- **Request 1**
In the cockatiel dinner thread, why does the opening post apologize for sharing its pictures, and why is the poster surprised by the birds' reaction?

═════ Document section ═════

# Two little Piggies



## xoxsarahxox (Dec 13, 2010)

So im sorry to be throwing more pics at you all after I just posted pics a couple days ago but these were too funny to resist. I made them dinner today( lentils, brown rice, parsley flakes, mung beans, broccoli, carrots) and was so sure they werent going to touch it, I was very surprised when they both practically inhaled the food

Looks good, right?








The first bite for a brave soul
























Ready for the funniest picture?

























Id say that recipe was a hit! Good thing I made extras for later

Also here is a picture of Cupid preening on my head after a bath, I thought it was super cute!








and a pic of him falling asleep on the bars, awwww








and Aero preening


----------



## enigma731 (Aug 12, 2011)

OMG veggie beards! So adorable. Also, I want someone to cook a dinner like that for ME.  

I swear, you have the prettiest, healthiest, most well-adjusted 'tiels I have ever seen.


----------



## ChyGirl (Mar 2, 2012)

Mmmm veggie beak... Looks like they enjoyed it i may have to try it for lil Gizmo and see how she likes it...


----------



## stevechurch2222 (Sep 25, 2011)

Those pictures of Aero and Cupid are adorable they really enjoyed themselves.Thanks for sharing them I enjoyed all the pictures.


----------



## JaimeS (Nov 28, 2011)

That looks yummy, I want some! I totally agree with enigma, your babies are spectacular!! I love the one with Cupid falling asleep on the bars!


----------



## meaggiedear (Nov 20, 2011)

Haha. Best veggie beaks ever


----------



## RexiesMuM (Sep 7, 2011)

HEHE cute beaks !!! And great pictures


----------



## angelmommy24 (Nov 20, 2011)

xoxsarahxox said:


> So im sorry to be throwing more pics at you all after I just posted pics a couple days ago but these were too funny to resist. I made them dinner today( lentils, brown rice, parsley flakes, mung beans, broccoli, carrots) and was so sure they werent going to touch it, I was very surprised when they both practically inhaled the food
> 
> Looks good, right?
> 
> ...


These pictures are just the best!! Love them! You should so share that reciepe!


----------



## SuzieQueue (Mar 12, 2012)

Lol sooo cute can't wait for mine to eat veggies 

Sent from my Galaxy Nexus using Tapatalk 2


----------



## pterryanna (Apr 28, 2012)

that's my favorite, when they get food all over their faces and have no idea so cute! also can i have the left overs!?


----------



## Zensei (Apr 28, 2012)

_This post has been deleted/edited by the user._


----------



## xoxsarahxox (Dec 13, 2010)

Thank you everyone for the awesome kind comments You guys are the greatest!!!!


----------



## sunnysmom (Sep 23, 2011)

Love the pics.  Thanks for sharing!


----------



## moonlightlover (Apr 27, 2012)

So funny, so cute! You have such a beautiful cockatiels!! I love their color


----------



## angelmommy24 (Nov 20, 2011)

Do you mind sharing this recipe?


----------



## AMom2011 (Apr 25, 2012)

OK, I'm hungry now, hahaha awesome pics!! don't ever apologize for posting pics!! I LOVE seeing them, and I bet everybody else does too 

did you cook everything very mushy, or is it al dente? I'm going to try to do that for my 2 babies, when they come home to us. Did you use fresh everything, or frozen?

═════ Input rows ═════

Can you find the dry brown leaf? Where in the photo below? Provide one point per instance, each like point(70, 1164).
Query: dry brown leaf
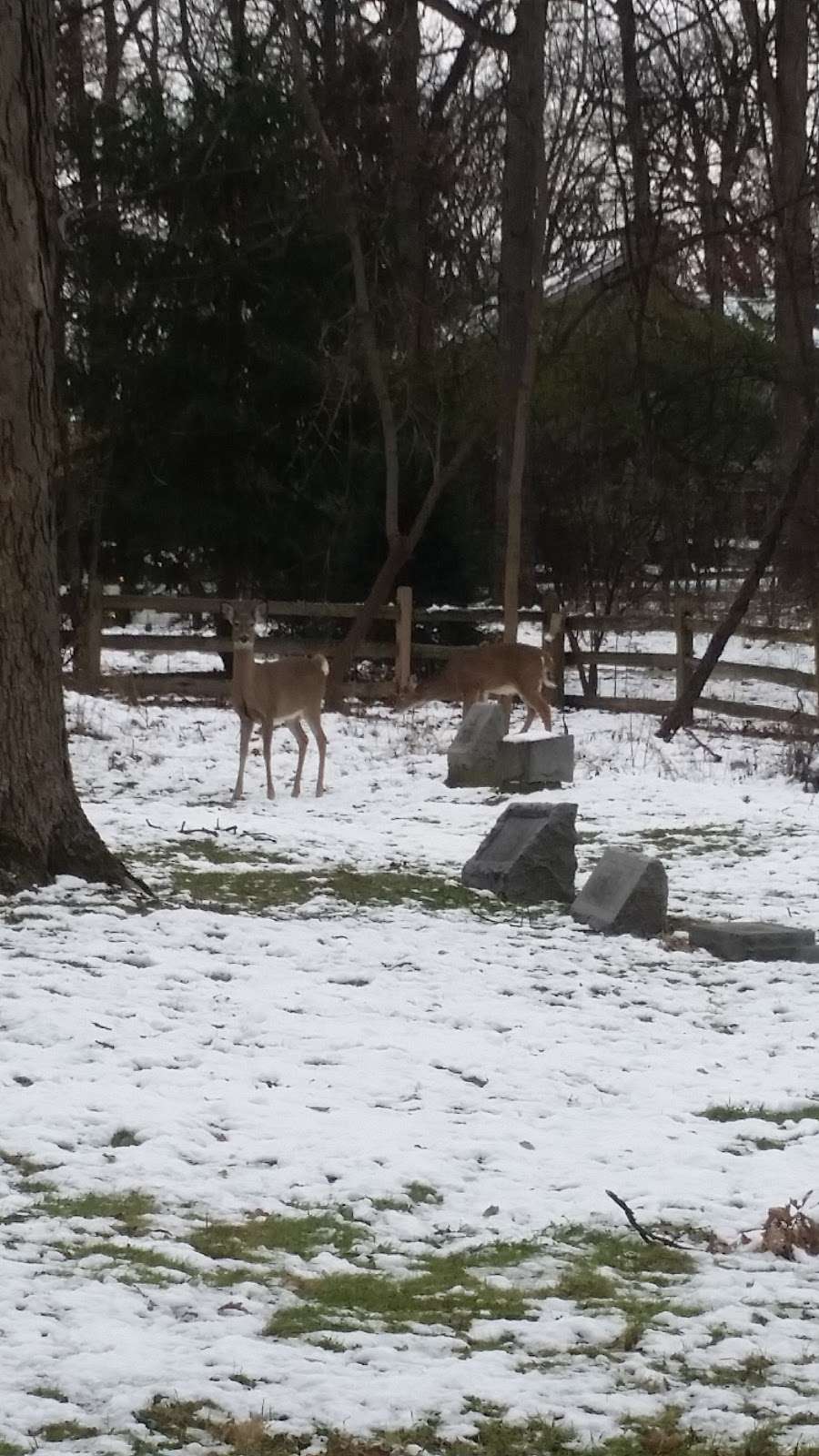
point(790, 1228)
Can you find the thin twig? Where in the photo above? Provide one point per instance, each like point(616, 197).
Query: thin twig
point(647, 1235)
point(705, 747)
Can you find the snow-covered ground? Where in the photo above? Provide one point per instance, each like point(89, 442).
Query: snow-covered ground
point(283, 1034)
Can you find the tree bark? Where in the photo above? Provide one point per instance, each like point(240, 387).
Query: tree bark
point(399, 552)
point(802, 470)
point(523, 147)
point(784, 98)
point(43, 827)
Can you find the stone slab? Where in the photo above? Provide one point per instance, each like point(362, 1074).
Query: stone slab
point(625, 895)
point(535, 763)
point(528, 856)
point(475, 749)
point(753, 941)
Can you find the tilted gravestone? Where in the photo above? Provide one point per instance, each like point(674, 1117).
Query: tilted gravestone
point(753, 941)
point(475, 749)
point(528, 856)
point(625, 895)
point(481, 756)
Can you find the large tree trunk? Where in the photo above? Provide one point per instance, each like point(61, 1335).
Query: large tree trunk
point(43, 827)
point(784, 96)
point(518, 248)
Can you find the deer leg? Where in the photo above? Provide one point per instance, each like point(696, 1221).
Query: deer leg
point(302, 740)
point(538, 703)
point(267, 740)
point(245, 730)
point(321, 744)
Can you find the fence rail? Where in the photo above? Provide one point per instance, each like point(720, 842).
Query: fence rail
point(401, 647)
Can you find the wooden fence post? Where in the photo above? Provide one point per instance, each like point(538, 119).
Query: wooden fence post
point(402, 640)
point(683, 638)
point(557, 652)
point(87, 652)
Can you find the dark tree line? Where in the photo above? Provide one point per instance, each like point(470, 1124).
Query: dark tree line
point(238, 412)
point(339, 291)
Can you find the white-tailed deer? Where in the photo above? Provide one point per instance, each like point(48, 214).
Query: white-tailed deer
point(288, 691)
point(491, 670)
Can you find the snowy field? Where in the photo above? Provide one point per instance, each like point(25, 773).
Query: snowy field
point(322, 1139)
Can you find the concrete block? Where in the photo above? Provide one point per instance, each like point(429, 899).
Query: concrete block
point(753, 941)
point(535, 763)
point(625, 895)
point(528, 856)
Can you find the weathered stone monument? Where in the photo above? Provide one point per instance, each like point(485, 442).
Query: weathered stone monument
point(481, 756)
point(475, 749)
point(625, 895)
point(528, 856)
point(753, 941)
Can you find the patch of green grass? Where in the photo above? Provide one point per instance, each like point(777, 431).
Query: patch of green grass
point(130, 1261)
point(423, 1193)
point(639, 1315)
point(278, 1234)
point(67, 1431)
point(625, 1252)
point(130, 1208)
point(753, 1370)
point(213, 851)
point(263, 890)
point(743, 1111)
point(584, 1285)
point(704, 839)
point(443, 1292)
point(186, 1423)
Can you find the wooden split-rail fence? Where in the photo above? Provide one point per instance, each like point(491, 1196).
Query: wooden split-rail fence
point(383, 666)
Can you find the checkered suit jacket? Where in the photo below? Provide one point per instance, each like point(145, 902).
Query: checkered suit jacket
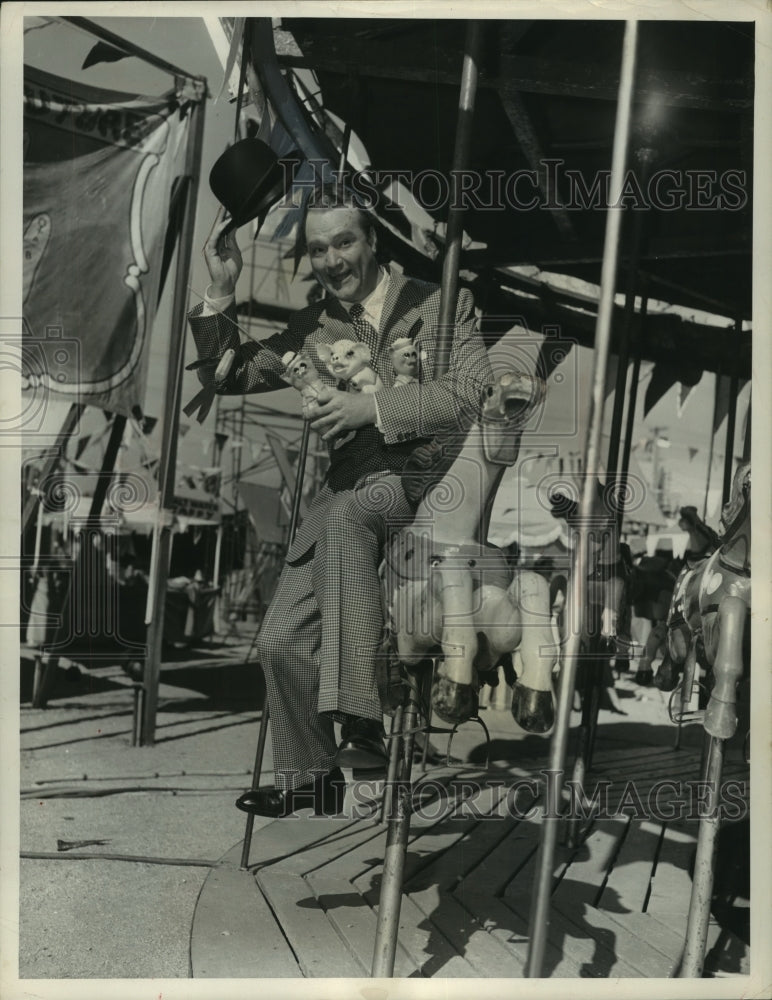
point(409, 414)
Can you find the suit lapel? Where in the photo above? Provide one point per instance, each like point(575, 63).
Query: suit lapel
point(400, 317)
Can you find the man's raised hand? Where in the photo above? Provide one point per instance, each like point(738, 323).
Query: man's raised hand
point(342, 411)
point(222, 256)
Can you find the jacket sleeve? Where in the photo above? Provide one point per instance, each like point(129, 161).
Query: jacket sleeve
point(428, 408)
point(257, 366)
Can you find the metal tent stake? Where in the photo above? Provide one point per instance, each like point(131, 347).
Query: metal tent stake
point(400, 806)
point(539, 917)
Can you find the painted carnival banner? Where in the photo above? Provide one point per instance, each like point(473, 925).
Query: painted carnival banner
point(99, 168)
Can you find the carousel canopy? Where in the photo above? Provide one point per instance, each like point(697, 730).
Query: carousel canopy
point(541, 152)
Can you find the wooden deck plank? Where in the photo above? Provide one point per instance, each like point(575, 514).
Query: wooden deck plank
point(426, 944)
point(487, 956)
point(628, 883)
point(437, 842)
point(319, 948)
point(330, 851)
point(277, 842)
point(497, 869)
point(651, 930)
point(671, 885)
point(355, 921)
point(450, 867)
point(511, 930)
point(590, 946)
point(591, 862)
point(627, 940)
point(234, 932)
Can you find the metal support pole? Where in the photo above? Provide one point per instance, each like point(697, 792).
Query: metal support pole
point(399, 823)
point(731, 420)
point(712, 443)
point(166, 474)
point(455, 226)
point(644, 157)
point(262, 731)
point(704, 864)
point(631, 405)
point(390, 900)
point(539, 919)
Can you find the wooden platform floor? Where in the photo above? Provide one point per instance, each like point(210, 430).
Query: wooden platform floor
point(307, 905)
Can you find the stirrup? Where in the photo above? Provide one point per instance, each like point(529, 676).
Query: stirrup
point(676, 716)
point(475, 718)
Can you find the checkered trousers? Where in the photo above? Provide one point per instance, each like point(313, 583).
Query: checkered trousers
point(320, 638)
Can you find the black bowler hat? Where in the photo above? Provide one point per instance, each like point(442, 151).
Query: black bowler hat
point(249, 178)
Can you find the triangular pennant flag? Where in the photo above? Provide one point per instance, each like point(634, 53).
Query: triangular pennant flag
point(102, 52)
point(723, 393)
point(663, 378)
point(82, 444)
point(684, 394)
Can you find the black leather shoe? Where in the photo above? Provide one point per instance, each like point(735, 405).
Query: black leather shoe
point(361, 745)
point(324, 795)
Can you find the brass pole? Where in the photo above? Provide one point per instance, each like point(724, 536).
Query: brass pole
point(399, 821)
point(166, 474)
point(704, 864)
point(539, 917)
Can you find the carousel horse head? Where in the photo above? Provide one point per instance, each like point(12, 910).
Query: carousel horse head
point(506, 405)
point(701, 536)
point(735, 551)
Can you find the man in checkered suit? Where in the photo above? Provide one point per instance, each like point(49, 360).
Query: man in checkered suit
point(319, 641)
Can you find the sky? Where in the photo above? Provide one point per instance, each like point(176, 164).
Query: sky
point(186, 43)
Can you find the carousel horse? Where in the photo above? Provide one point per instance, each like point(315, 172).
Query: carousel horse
point(722, 625)
point(654, 578)
point(448, 588)
point(703, 542)
point(609, 577)
point(724, 608)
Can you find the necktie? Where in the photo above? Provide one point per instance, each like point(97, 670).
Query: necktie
point(363, 330)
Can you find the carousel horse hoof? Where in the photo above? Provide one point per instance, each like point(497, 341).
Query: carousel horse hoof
point(533, 711)
point(453, 702)
point(667, 676)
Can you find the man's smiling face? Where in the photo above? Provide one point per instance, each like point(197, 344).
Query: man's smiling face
point(342, 253)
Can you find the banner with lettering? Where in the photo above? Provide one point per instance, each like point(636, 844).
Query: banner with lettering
point(99, 168)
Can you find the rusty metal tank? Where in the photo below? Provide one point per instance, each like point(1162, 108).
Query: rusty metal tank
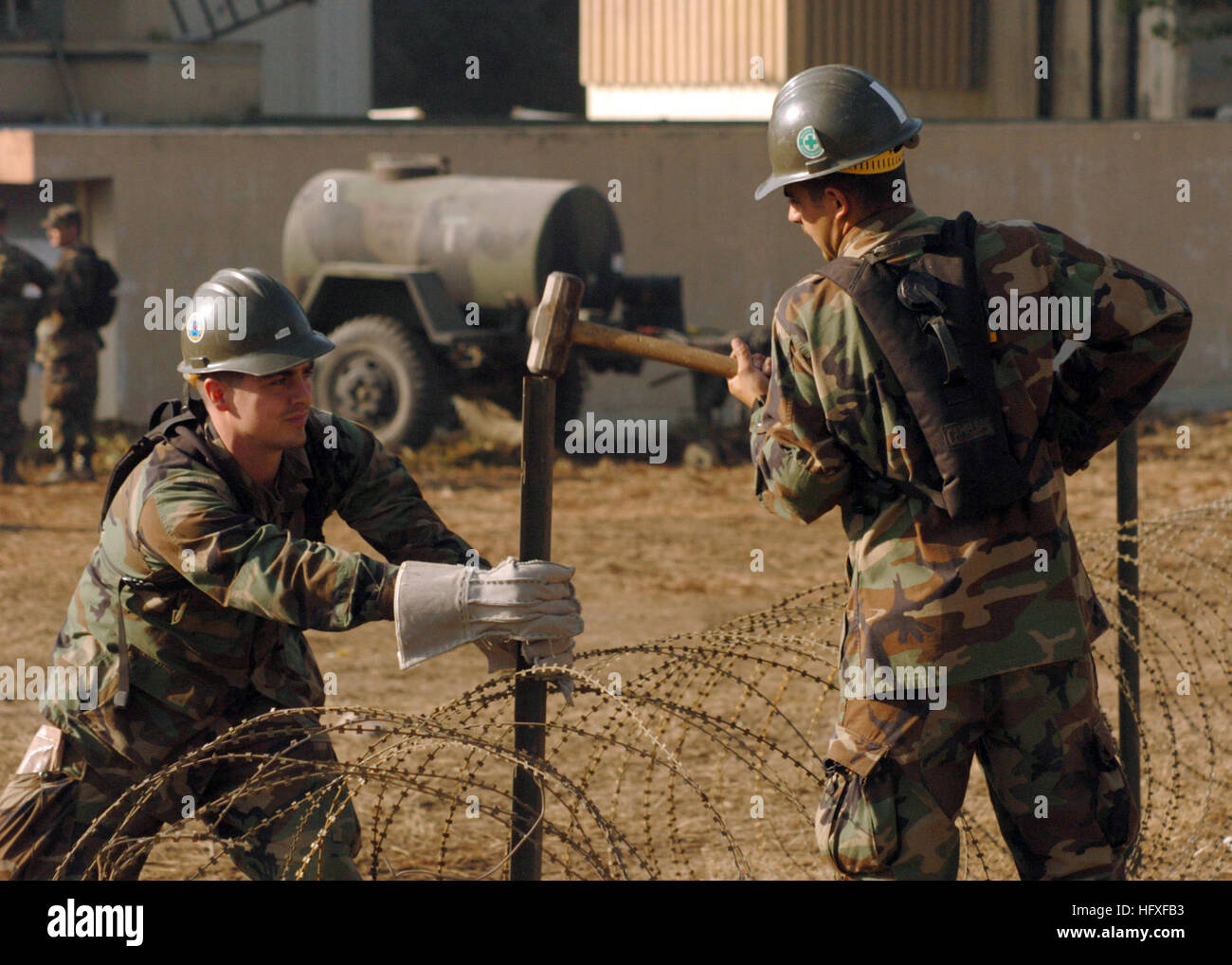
point(492, 241)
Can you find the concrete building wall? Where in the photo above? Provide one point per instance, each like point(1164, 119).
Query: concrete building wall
point(185, 202)
point(316, 60)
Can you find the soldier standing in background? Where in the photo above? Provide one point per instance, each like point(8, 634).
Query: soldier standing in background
point(68, 348)
point(17, 269)
point(832, 427)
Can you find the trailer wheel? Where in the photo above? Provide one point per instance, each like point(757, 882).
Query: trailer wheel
point(383, 374)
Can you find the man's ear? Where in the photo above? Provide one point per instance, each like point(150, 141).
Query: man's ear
point(213, 391)
point(842, 206)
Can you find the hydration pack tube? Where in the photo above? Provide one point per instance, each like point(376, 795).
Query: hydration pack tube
point(931, 321)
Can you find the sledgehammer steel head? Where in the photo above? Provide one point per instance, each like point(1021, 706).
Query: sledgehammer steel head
point(553, 324)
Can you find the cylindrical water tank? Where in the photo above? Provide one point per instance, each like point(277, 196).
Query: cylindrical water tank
point(491, 239)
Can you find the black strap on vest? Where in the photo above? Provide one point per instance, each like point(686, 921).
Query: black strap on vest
point(929, 319)
point(176, 422)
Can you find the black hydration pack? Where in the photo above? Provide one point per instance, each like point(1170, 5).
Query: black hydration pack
point(175, 422)
point(931, 320)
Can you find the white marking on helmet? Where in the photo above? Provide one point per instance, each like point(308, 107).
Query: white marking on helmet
point(891, 100)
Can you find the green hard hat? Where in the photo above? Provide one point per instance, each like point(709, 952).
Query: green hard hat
point(243, 320)
point(830, 118)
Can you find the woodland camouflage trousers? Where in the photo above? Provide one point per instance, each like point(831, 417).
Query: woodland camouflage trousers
point(45, 815)
point(897, 773)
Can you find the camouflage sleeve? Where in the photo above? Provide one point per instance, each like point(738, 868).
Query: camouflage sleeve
point(385, 505)
point(801, 469)
point(1138, 329)
point(238, 561)
point(40, 275)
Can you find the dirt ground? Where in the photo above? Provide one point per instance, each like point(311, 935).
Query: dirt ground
point(658, 550)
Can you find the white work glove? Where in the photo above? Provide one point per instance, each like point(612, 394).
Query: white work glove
point(439, 607)
point(503, 658)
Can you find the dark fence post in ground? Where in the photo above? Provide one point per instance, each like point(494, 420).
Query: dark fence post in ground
point(1128, 603)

═════

- **Request 2**
Tally the lines in the entries above that contain the word "tent", with case counting. What is the count? Reply with the number only.

- **Expected output 1**
The poster apologizes because pictures had already been posted a couple of days earlier, but these were too funny to resist. The poster is surprised because they were sure the birds wouldn't touch the dinner, yet both practically inhaled it.

- **Expected output 2**
2